* begin Given text *
Important: There are two available versions of some of the datasets for this study. Some of the original (non-updated) versions contained some very minor errors that the researchers then corrected. In this Workflow Challenge we first ask you to find the errors in the original datasets, and then to check the updated datasets do not contain them errors, and to then continue with those updated datasets.

Important: The findings presented in the original paper are robust to the small differences between original and updated versions of the datasets.

8.4 Before working in R

Be clear about the general question: How does diet composition and amount of food individually and in combination affect individual characteristics related to health and fitness?

There is an awful lot we could look at in this study, so lets narrow down a bit further by telling you to focus on the following response variables individual characteristics:

  • Fitness: “mortality”
  • Fitness: “reproductive behaviour (time spent courting)”
  • Fitness: “Female reproduction (total egg production)”
  • Health: “We use change in fish length as our measure of growth.”
  • Health: “As a proxy for overall health, we use body condition index, which is a measure of the weight of an individual relative to its length”

Q1. What type of variables (e.g. binary, discrete, numeric, continuous) would you expect these to be?

8.5 What was the experimental design?

Read the paper and answer the following questions:

Q2. How many fish were experimented on, and how many of each sex? Q3. What exactly was manipulated? I.e. how many treatments were there, and how many treatment combinations.

8.6 What are the features of the data?

Write something about each of the important features of a dataset (i.e. number of variabels, number of observations, variables describing manipulations, correlations among variables, independence of observations). You may wish to come back to this question after having a look at the data, but you already know a fair amount about them.

8.7 Acquire and import the necessary datafiles.

Important: do not use the versions of the datafiles that have the word “udpated” in their name. We will look at those later.

Q5. Have a look at the data files on the dryad repository. Which data files are required for which response variables you are focusing on?

8.8 Explore and understand the datafiles

Q6. Look at the data file key word document in the dryad repository. Which variables tell us about the experimental design (including the explantory variables) and when observations were made?

Q7. Which variables in which dataset can be used to calculate each of the five response variables?

  • Mortality: status, 0 = alive, 1 = Dead, in Moatt_et_al_Data_S1.csv
  • Time spent courting: Total_court – Total time courting across all trials, in Moatt_et_al_Data_S5.csv.
  • Female reproduction egg production: Total_egg – Total number of eggs produced, in Moatt_et_al_Data_S6.csv.
  • Change in fish length: Ln – Length of individual in mm, in Moatt_et_al_Data_S15.csv.
* end Given text *
* begin Provided records *
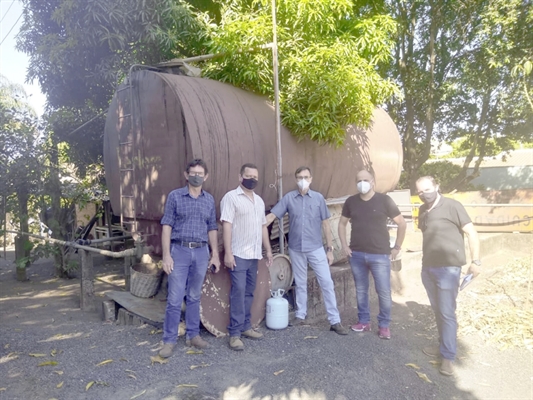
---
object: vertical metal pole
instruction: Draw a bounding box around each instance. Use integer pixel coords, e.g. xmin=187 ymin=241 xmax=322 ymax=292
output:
xmin=2 ymin=195 xmax=7 ymax=260
xmin=272 ymin=0 xmax=285 ymax=254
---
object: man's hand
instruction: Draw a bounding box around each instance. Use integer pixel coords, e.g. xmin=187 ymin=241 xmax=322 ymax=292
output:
xmin=342 ymin=246 xmax=352 ymax=257
xmin=326 ymin=251 xmax=335 ymax=265
xmin=163 ymin=254 xmax=174 ymax=275
xmin=224 ymin=252 xmax=237 ymax=271
xmin=209 ymin=254 xmax=220 ymax=274
xmin=267 ymin=251 xmax=274 ymax=267
xmin=467 ymin=263 xmax=481 ymax=278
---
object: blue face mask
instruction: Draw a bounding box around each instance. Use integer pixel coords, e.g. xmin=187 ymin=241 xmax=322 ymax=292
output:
xmin=188 ymin=175 xmax=204 ymax=187
xmin=418 ymin=190 xmax=438 ymax=204
xmin=242 ymin=178 xmax=258 ymax=190
xmin=357 ymin=181 xmax=372 ymax=194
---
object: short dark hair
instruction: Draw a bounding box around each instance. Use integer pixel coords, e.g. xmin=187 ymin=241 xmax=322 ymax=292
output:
xmin=185 ymin=158 xmax=207 ymax=175
xmin=294 ymin=165 xmax=313 ymax=176
xmin=416 ymin=175 xmax=438 ymax=187
xmin=241 ymin=163 xmax=259 ymax=176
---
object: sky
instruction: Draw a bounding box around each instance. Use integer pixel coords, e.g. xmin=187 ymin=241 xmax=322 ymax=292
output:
xmin=0 ymin=0 xmax=46 ymax=115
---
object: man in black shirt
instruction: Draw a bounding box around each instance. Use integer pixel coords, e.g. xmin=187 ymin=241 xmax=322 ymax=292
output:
xmin=416 ymin=176 xmax=481 ymax=375
xmin=339 ymin=170 xmax=406 ymax=339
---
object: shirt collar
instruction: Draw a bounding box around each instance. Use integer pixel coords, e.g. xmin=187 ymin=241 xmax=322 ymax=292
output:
xmin=180 ymin=185 xmax=204 ymax=197
xmin=294 ymin=189 xmax=313 ymax=197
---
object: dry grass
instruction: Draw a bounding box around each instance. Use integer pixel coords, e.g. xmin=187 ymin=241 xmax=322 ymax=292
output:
xmin=457 ymin=257 xmax=533 ymax=350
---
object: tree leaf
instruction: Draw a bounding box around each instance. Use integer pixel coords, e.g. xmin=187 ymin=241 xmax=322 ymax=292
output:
xmin=150 ymin=355 xmax=168 ymax=365
xmin=130 ymin=389 xmax=146 ymax=400
xmin=415 ymin=371 xmax=433 ymax=383
xmin=37 ymin=361 xmax=59 ymax=367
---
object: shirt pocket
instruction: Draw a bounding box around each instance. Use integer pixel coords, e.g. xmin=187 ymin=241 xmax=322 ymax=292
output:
xmin=307 ymin=204 xmax=322 ymax=219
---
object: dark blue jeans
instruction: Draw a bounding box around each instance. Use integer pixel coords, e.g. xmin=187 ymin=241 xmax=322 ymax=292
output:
xmin=163 ymin=244 xmax=209 ymax=343
xmin=422 ymin=267 xmax=461 ymax=360
xmin=228 ymin=257 xmax=259 ymax=336
xmin=350 ymin=251 xmax=392 ymax=328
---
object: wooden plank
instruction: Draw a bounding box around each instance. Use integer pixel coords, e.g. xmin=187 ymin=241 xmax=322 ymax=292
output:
xmin=106 ymin=290 xmax=167 ymax=326
xmin=79 ymin=249 xmax=96 ymax=311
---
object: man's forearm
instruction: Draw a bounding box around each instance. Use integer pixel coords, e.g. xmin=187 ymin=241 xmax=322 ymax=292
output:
xmin=339 ymin=222 xmax=348 ymax=247
xmin=161 ymin=225 xmax=172 ymax=257
xmin=263 ymin=225 xmax=272 ymax=253
xmin=322 ymin=219 xmax=333 ymax=247
xmin=222 ymin=221 xmax=233 ymax=254
xmin=207 ymin=230 xmax=218 ymax=257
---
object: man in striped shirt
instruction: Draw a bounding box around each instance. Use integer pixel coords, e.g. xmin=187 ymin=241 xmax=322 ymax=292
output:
xmin=159 ymin=159 xmax=220 ymax=358
xmin=220 ymin=164 xmax=272 ymax=350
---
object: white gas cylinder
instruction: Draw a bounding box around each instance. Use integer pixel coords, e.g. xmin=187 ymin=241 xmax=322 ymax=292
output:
xmin=266 ymin=289 xmax=289 ymax=329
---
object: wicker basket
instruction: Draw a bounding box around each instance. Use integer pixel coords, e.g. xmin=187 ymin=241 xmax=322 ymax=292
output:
xmin=130 ymin=264 xmax=163 ymax=298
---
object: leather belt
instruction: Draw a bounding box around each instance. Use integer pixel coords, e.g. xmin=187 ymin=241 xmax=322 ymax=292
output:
xmin=172 ymin=240 xmax=207 ymax=249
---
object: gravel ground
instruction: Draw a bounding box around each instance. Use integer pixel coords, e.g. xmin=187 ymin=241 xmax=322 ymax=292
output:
xmin=0 ymin=248 xmax=533 ymax=400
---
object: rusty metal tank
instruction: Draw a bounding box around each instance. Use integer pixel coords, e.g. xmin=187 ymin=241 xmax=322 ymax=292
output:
xmin=104 ymin=71 xmax=402 ymax=253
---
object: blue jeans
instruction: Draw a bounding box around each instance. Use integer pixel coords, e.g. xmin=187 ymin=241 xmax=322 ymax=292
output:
xmin=228 ymin=257 xmax=259 ymax=337
xmin=350 ymin=251 xmax=392 ymax=328
xmin=163 ymin=244 xmax=209 ymax=344
xmin=422 ymin=267 xmax=461 ymax=360
xmin=289 ymin=247 xmax=341 ymax=325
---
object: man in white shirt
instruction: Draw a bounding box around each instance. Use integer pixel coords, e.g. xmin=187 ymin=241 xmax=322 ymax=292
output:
xmin=220 ymin=164 xmax=272 ymax=350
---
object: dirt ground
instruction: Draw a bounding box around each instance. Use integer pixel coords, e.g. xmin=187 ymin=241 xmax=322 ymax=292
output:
xmin=0 ymin=239 xmax=533 ymax=400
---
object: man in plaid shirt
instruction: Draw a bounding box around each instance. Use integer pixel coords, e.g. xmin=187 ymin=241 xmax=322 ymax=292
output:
xmin=159 ymin=159 xmax=220 ymax=358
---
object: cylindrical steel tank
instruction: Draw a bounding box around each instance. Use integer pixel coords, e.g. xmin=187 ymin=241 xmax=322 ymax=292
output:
xmin=104 ymin=71 xmax=402 ymax=253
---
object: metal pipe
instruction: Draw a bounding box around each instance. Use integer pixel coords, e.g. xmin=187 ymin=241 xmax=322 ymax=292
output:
xmin=272 ymin=0 xmax=285 ymax=254
xmin=84 ymin=235 xmax=132 ymax=244
xmin=6 ymin=231 xmax=151 ymax=258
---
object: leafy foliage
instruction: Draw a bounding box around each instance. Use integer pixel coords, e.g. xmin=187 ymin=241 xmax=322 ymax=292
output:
xmin=389 ymin=0 xmax=533 ymax=192
xmin=200 ymin=0 xmax=396 ymax=145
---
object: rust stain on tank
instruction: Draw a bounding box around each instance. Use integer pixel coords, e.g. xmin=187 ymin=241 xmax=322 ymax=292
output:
xmin=104 ymin=71 xmax=402 ymax=254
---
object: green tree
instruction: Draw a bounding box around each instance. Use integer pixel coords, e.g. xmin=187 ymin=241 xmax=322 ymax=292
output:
* end Provided records *
## Tasks for this exercise
a) List every data file name that appears in the fish diet workflow text.
b) Condense the paragraph of the fish diet workflow text that begins "Important: There are two available versions" into a short bulleted list that keeps its main facts.
c) Carry the fish diet workflow text forward from its final sentence.

## Results in order
a)
- Moatt_et_al_Data_S1.csv
- Moatt_et_al_Data_S5.csv
- Moatt_et_al_Data_S6.csv
- Moatt_et_al_Data_S15.csv

b)
- Some datasets for the study exist in two versions.
- Some original versions contained very minor errors, which the researchers later corrected.
- The Workflow Challenge asks participants to find the errors in the original datasets.
- Participants then check that the updated datasets do not contain those errors.
- The work then continues with the updated datasets.

c)
  • Body condition index: CI – Condition Index for each individual, Moatt_et_al_Data_S15.csv.

Q8. How many rows are in each dataset?

  • Moatt_et_al_Data_S1.csv: 33’049 rows, 24 variables
  • Moatt_et_al_Data_S5.csv: 228, 16
  • Moatt_et_al_Data_S6.csv: 269, 14
  • Moatt_et_al_Data_S15.csv:6000, 18

8.9 Check the data import

Check that the number of rows and columns are as expected. Check variable types are as expected. Check for dates and fix as appropriate.

Q9. Which of the datasets are tidy and which are not?

8.10 Make more informative variable names (and discard variables not obviously of use):

Q10. Rename the following variables to be more intepretable:

  • FID
  • Diet
  • Level
  • Size
  • Ln
  • Wt
  • CI
  • Week_F

(Make sure you use consistent naming across the four datasets.)

8.11 Replace codes with informative words

Q11. Replace codes with informative words, for at least the Diet variable (or what you renamed it to), the Fish_size variable, the Sex variable, and the Status variable. Do this identically across all the datasets.

8.12 Checking for duplicates

Q12. which of the four datasets contains an odd duplicate entry? And which fish is involved? What should we do next?

8.13 NAs, variable entries, e.g. levels of characters, ranges of numerics, numbers of “things”

Q13. How many missing values in the courtship dataset (remember to reduce the variables to those mentioned above)?

Q14. Which variable(s) contain missing values in the courtship dataset?

Q15. Which fish have missing values in the courtship dataset?

Q16. How many different entries are there in the Shelf_stack variable in the courtship dataset?

Q17. What are the mean and median of the Total_court variable?

Q18. What are the units of the Total_court variable? (This is a trick/sneaky question.)

Q19. How many fish are in each of the datasets?

8.14 Independence

Q20. Which of the datasets contains only one observation per fish, and which contain repeated (i.e. multiple) observations of each fish?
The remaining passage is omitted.